EXERCISE OBJECTIVE - Go through the entries below, tally each line that has the word "grass", and give only the total.

Referring expression data

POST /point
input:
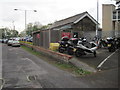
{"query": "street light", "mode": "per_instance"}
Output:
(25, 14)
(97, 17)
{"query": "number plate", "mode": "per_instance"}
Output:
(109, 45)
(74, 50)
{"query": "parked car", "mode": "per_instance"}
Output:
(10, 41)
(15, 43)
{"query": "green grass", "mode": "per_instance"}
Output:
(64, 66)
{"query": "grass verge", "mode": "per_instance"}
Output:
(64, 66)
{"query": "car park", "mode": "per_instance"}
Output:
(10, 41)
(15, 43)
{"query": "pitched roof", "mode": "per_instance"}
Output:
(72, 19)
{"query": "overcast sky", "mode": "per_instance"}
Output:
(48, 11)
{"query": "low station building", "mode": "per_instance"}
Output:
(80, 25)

...

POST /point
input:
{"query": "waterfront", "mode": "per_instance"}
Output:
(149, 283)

OUTPUT OF THE TASK - 2